**Set task**. Reproduce the data below word for word, keeping every line in its original order.

(Dataset records about object locations)
::::

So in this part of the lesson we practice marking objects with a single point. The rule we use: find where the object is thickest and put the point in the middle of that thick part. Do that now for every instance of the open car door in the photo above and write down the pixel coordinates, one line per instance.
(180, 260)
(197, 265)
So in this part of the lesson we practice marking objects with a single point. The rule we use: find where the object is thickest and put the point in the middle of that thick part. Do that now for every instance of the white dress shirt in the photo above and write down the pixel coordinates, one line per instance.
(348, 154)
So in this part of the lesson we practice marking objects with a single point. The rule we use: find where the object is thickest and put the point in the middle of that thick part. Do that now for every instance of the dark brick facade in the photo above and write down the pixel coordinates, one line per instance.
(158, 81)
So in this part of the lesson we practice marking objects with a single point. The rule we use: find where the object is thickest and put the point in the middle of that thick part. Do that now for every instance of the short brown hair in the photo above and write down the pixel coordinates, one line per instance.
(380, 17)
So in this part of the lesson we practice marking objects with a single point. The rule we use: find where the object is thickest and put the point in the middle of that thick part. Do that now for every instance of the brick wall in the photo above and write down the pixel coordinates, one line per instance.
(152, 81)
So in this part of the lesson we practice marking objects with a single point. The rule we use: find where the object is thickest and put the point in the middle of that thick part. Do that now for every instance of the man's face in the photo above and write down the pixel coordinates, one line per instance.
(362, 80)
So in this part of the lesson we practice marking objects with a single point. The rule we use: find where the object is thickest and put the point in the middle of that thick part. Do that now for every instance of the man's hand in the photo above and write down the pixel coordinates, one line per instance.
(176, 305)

::::

**Task output**.
So in this part of the lesson we practice marking objects with a single point. The rule we use: find where the object is thickest and put the point in the middle of that thick part. Do that now for every instance of the open car door in the photo above and write down the pixel coordinates, one line per instance.
(180, 260)
(197, 265)
So in this part of the lesson we practice marking objects with a single point. The rule we use: find where the object is thickest and put the point in the middle of that thick part. Do that now for every instance of the white dress shirt in the photo above and write down the pixel coordinates, one line per instance.
(348, 154)
So in this part of the lesson we practice marking objects with a single point. The rule we use: find where the object is thickest and put the point in the middle of that thick part. Do that now for every instance of the dark brick facade in the photo above and write down the pixel coordinates, one line per instance.
(158, 81)
So in this part of the lesson we practice marking objects with a single point. The rule we use: find where the object is thickest and put the point in the middle of that thick part. Do that now for every instance of the short brown hair in the photo above and write down the pixel coordinates, one line per instance.
(380, 17)
So in this part of the lesson we practice marking objects with a single point. The rule we use: find where the object is thickest and put the point in the middle of that thick part. Do that now for every instance of the brick wall in the photo above and write down the pixel coordinates, one line per instance.
(152, 81)
So in this part of the lesson we practice marking objects with a single point. The rule we use: find where the object is thickest and put the point in the middle of that thick part. Do that now for every instance of the man's face in the photo above and write down the pixel coordinates, one line per instance.
(362, 80)
So in this part of the lesson we practice marking objects with a single point. The rule we use: find where the object is thickest and put the point in the middle of that thick part. Do that now for every instance of the man's hand in the photo above and write down the pixel coordinates, one line per instance.
(176, 305)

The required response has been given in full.